──────── Input for this task ────────

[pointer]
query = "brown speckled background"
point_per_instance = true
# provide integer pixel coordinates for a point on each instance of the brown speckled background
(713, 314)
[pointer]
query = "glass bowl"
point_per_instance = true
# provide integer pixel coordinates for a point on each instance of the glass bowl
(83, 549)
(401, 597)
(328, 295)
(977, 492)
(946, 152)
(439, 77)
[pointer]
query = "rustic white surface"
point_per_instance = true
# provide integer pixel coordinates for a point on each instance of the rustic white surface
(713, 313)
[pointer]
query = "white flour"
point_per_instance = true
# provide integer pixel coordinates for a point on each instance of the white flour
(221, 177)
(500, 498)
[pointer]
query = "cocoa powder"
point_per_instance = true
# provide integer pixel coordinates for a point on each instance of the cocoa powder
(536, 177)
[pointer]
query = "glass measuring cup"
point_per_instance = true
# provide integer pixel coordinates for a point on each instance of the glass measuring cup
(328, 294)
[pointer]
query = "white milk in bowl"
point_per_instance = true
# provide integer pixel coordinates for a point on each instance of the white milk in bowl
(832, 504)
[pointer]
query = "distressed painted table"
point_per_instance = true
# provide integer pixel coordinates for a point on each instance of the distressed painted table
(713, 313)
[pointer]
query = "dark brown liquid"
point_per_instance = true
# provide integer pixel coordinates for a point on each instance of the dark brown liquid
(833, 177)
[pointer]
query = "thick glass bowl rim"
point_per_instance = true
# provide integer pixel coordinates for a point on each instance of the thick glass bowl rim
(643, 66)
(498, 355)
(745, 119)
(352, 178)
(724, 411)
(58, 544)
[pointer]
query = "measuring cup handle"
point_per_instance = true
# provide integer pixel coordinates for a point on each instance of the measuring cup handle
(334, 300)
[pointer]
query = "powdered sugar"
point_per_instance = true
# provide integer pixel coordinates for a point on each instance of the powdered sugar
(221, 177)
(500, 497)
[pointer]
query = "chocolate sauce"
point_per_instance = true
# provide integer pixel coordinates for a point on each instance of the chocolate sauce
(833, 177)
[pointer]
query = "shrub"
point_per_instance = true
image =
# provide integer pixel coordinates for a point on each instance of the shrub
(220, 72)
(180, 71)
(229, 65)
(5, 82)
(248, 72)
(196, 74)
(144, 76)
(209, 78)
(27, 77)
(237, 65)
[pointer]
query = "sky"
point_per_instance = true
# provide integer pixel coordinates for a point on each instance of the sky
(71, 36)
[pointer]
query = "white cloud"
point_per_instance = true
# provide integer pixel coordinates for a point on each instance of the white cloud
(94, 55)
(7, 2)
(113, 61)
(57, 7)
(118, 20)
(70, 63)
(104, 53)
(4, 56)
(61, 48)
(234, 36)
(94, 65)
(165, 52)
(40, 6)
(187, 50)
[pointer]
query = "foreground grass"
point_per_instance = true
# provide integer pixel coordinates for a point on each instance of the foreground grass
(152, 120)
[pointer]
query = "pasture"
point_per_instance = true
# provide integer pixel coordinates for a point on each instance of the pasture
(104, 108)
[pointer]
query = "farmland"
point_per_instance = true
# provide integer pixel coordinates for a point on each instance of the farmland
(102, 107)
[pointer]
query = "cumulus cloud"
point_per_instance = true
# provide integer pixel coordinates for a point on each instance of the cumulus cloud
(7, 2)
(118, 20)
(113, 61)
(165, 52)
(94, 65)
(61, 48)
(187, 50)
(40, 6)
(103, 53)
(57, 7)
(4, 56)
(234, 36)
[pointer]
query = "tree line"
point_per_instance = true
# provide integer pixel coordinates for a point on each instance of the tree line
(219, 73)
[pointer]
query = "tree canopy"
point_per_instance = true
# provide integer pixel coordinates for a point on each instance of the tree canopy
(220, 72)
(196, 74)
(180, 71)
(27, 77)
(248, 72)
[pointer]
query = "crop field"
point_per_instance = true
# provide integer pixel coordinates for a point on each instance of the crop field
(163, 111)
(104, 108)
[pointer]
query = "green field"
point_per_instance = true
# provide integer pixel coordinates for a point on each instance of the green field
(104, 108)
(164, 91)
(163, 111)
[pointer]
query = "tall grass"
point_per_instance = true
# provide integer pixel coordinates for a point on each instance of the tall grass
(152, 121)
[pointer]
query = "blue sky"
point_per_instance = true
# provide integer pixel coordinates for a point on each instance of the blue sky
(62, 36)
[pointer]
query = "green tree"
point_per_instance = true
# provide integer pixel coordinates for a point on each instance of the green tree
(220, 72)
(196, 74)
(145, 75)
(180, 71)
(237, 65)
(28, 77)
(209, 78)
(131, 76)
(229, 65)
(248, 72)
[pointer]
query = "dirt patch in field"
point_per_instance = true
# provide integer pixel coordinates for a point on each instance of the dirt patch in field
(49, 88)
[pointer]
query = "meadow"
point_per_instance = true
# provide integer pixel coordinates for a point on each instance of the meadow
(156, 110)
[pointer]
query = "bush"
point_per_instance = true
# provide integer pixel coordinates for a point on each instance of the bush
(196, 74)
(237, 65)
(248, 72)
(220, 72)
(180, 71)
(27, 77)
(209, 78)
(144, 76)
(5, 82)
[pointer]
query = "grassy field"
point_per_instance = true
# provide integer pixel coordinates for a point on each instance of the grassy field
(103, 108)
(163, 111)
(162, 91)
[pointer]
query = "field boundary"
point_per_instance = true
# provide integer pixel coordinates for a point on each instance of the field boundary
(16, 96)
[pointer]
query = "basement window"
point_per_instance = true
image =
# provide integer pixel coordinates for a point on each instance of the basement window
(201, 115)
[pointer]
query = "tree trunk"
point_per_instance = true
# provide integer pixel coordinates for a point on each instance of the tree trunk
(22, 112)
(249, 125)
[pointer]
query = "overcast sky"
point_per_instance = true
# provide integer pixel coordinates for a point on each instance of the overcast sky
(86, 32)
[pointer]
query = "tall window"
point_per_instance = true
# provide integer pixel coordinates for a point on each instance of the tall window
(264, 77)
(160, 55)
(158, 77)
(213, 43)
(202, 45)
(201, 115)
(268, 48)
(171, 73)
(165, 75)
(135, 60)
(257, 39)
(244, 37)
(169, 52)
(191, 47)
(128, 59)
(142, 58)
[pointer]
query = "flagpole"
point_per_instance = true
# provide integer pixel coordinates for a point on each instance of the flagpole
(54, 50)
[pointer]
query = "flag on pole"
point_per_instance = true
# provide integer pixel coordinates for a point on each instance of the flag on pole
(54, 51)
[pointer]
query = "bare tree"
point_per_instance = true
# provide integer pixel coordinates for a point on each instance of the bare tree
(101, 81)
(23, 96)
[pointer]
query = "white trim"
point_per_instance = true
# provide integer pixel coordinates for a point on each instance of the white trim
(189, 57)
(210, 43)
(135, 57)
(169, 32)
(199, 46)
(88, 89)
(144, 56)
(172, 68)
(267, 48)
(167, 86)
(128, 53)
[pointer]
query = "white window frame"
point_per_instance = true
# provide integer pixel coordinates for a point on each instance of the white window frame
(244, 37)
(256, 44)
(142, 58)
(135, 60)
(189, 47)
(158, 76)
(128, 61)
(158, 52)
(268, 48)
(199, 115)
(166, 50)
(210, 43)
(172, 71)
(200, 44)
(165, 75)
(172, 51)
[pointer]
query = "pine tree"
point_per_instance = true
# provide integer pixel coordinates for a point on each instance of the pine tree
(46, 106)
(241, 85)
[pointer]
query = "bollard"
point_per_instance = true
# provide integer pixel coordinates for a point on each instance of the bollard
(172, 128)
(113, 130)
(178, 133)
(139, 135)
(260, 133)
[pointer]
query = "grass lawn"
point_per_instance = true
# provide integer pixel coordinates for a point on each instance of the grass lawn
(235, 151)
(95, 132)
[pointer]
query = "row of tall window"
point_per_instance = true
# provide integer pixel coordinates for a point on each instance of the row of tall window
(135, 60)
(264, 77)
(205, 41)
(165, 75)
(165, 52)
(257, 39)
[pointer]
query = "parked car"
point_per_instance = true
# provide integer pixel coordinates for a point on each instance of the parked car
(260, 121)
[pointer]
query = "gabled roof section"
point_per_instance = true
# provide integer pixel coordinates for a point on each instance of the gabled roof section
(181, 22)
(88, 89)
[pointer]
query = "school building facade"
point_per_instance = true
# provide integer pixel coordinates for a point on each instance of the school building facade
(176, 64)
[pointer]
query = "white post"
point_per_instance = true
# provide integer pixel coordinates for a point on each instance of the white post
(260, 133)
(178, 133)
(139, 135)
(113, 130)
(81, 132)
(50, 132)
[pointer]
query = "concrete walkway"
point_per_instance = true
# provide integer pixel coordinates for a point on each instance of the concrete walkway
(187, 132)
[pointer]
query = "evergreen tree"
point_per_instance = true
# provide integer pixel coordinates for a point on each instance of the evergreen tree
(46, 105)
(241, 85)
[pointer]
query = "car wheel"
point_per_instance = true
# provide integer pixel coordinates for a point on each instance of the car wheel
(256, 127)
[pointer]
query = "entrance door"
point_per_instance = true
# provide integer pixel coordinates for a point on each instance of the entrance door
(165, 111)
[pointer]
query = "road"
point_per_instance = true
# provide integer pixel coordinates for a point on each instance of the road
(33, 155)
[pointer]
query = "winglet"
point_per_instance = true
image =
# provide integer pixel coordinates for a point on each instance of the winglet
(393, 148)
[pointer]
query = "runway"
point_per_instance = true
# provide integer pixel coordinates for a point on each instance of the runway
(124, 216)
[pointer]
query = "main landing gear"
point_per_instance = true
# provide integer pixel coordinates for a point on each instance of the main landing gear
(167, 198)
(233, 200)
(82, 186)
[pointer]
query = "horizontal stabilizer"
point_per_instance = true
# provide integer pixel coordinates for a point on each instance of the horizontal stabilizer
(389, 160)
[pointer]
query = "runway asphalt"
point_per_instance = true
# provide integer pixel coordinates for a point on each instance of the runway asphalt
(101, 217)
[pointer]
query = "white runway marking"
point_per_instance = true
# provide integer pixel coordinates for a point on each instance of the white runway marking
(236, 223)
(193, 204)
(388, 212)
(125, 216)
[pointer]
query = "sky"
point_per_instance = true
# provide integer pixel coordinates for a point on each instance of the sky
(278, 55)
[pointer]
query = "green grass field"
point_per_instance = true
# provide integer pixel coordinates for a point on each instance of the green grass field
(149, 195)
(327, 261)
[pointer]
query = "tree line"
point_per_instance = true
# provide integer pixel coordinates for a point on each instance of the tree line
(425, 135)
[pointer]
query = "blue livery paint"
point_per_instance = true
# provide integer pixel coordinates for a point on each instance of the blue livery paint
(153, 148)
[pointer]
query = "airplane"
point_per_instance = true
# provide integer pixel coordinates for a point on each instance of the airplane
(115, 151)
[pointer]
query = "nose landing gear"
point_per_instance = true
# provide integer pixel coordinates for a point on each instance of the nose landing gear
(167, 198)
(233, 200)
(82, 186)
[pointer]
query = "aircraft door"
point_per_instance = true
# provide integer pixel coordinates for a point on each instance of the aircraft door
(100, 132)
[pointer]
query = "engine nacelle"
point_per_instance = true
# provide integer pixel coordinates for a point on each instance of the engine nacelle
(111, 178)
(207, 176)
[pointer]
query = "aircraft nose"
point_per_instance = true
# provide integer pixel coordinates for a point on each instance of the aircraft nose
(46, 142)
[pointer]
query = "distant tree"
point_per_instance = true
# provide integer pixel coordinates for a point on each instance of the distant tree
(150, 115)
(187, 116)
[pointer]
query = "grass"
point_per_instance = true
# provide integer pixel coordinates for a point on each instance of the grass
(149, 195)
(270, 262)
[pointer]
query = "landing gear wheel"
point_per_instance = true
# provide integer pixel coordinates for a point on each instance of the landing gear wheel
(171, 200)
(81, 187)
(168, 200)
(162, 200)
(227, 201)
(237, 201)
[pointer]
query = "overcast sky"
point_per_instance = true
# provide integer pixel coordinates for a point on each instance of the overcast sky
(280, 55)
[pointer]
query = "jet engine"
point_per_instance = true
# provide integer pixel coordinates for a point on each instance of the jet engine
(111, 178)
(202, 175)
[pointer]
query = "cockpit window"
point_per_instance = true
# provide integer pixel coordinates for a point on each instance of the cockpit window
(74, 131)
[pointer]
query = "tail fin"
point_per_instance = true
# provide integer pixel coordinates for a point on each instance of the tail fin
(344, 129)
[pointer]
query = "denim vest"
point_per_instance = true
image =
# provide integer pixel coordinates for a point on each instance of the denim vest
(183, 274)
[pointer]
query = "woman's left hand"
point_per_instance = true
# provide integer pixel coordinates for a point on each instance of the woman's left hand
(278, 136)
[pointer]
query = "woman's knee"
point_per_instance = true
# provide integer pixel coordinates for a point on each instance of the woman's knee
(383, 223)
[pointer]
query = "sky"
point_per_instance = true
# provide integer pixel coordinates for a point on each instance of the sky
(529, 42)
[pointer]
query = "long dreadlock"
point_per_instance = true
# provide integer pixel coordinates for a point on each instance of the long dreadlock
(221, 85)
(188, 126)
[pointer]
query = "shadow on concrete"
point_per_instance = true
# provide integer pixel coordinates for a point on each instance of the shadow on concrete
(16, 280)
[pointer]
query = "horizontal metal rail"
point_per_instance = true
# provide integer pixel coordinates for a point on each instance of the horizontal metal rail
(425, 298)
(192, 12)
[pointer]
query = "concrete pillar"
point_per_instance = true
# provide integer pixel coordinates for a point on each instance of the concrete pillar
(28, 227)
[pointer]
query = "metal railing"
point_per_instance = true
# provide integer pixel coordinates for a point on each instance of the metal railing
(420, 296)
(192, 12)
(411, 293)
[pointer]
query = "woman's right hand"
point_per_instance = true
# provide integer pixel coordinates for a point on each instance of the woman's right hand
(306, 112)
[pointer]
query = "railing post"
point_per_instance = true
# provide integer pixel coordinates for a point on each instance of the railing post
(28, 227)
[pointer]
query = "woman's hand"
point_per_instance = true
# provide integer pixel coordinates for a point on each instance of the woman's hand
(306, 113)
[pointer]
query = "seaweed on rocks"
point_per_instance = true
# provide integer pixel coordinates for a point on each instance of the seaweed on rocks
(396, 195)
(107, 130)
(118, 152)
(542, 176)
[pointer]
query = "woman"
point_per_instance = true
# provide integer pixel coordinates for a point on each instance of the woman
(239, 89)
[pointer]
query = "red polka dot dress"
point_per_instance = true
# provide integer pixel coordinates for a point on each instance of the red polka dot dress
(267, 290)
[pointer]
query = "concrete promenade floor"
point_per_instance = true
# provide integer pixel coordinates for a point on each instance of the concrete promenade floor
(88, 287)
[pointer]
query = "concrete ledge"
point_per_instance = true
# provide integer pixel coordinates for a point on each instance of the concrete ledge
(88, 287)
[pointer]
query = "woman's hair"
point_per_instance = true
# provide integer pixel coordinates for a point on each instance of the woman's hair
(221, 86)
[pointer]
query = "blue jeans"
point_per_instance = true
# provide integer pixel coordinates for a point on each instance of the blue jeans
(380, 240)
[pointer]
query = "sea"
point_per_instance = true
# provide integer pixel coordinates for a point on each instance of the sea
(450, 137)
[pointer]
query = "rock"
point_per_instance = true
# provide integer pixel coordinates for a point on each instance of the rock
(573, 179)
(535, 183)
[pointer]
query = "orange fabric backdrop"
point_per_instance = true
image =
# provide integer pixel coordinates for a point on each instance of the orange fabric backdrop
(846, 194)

────────

### Directive
Tally the lines in the rows above that contain the string "pillar", counting only matches with the same uppercase and lowercase letters. Reply with the number alone.

### Problem solution
2